• GIVEN TEXT:
• • • •

Bozoma Saint John, global chief marketing officer at Netflix, will head the Glass Lion jury. Dentsu Mcgarrybowen’s Merlee Jayme will lead the Radio and Audio jury and AKQA’s Geoff Northcott will lead the Creative Business Transformation jury, rounding out the full list of jury presidents for this year’s festival.
Facebook’s independent Oversight Board will determine whether Donald Trump can get his account back. It was suspended after the riots at the Capitol two weeks ago, and now that Trump is longer the leader of the free world, much of the leeway he had been granted in bending or breaking the platform’s rules has evaporated.
In a way, Facebook is washing its hands of the decision. The platform says it will abide by whatever verdict the Oversight Board makes, whether to reinstate Trump or ban him permanently. The board is also setting precedent here. Going forward, will world leaders continue to be afforded the benefit of the doubt? Or will they be held to the same standard as billions of other users around the world?
Fiat Chrysler and Peugeot owner PSA Group finally christened their merger with a new moniker: Stellantis. It’s not a sci-fi movie or a submersible vehicle. But despite the jokes it spawned, it also isn’t a bad name, argue Ad Age’s E.J. Schultz and Jessica Wohl.

• • • •

• DATA FOR ANALYSIS:
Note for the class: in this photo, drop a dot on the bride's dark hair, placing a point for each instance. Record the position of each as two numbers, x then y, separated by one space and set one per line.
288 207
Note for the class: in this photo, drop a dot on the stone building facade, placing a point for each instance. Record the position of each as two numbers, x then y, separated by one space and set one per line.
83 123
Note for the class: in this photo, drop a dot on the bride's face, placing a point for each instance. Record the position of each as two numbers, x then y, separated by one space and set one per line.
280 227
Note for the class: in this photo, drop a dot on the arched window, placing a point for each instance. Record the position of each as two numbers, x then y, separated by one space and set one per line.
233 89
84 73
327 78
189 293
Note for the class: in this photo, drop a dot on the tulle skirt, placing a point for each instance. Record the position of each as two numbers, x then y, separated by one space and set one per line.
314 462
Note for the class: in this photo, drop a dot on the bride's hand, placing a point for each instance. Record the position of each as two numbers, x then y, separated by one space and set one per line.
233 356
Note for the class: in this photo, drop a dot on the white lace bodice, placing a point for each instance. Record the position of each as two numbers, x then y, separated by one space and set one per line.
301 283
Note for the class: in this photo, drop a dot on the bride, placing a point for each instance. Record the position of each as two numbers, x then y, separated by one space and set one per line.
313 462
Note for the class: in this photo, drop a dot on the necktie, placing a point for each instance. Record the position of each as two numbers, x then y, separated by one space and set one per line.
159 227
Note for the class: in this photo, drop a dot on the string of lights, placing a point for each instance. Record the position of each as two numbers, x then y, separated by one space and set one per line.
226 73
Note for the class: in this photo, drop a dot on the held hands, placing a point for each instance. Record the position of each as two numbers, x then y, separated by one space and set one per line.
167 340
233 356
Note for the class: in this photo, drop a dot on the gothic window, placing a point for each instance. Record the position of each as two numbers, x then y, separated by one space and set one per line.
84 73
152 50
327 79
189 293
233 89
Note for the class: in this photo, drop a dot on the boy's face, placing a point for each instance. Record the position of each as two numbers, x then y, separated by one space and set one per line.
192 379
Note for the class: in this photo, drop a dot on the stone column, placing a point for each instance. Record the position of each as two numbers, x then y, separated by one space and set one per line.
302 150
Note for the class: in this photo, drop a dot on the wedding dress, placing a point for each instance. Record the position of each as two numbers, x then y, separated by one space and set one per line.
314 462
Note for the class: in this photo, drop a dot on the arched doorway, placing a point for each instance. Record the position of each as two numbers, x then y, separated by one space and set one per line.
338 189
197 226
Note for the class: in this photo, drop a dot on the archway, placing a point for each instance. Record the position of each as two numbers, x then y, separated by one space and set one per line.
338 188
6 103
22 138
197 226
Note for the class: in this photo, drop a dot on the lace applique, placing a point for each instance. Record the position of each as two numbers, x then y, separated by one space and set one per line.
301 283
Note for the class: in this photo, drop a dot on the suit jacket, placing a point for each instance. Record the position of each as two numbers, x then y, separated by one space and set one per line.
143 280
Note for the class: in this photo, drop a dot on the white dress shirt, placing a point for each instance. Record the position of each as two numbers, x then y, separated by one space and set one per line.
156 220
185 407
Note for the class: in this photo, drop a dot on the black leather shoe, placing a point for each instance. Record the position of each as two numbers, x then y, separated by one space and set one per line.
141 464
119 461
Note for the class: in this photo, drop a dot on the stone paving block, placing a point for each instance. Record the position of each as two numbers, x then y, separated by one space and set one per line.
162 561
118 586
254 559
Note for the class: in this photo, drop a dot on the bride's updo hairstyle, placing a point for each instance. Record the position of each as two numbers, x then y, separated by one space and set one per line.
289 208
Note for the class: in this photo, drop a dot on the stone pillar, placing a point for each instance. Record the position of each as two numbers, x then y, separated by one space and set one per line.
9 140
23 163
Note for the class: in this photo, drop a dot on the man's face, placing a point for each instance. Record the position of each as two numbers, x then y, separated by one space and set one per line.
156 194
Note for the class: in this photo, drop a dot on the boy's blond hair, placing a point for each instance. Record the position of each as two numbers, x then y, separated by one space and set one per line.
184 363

• • • •

• TASKS TO PERFORM:
- 1) In the news roundup, who will lead the Radio and Audio jury?
- 2) Please translate this sentence from the news roundup into Spanish: "The platform says it will abide by whatever verdict the Oversight Board makes, whether to reinstate Trump or ban him permanently."
The items above come from a separate source and are unrelated to the news roundup.

• SOLUTIONS BY TASK:
- 1) Dentsu Mcgarrybowen's Merlee Jayme.

- 2) La plataforma dice que acatará cualquier veredicto que emita el Consejo asesor de contenido, ya sea restituir a Trump o prohibirle el acceso de forma permanente.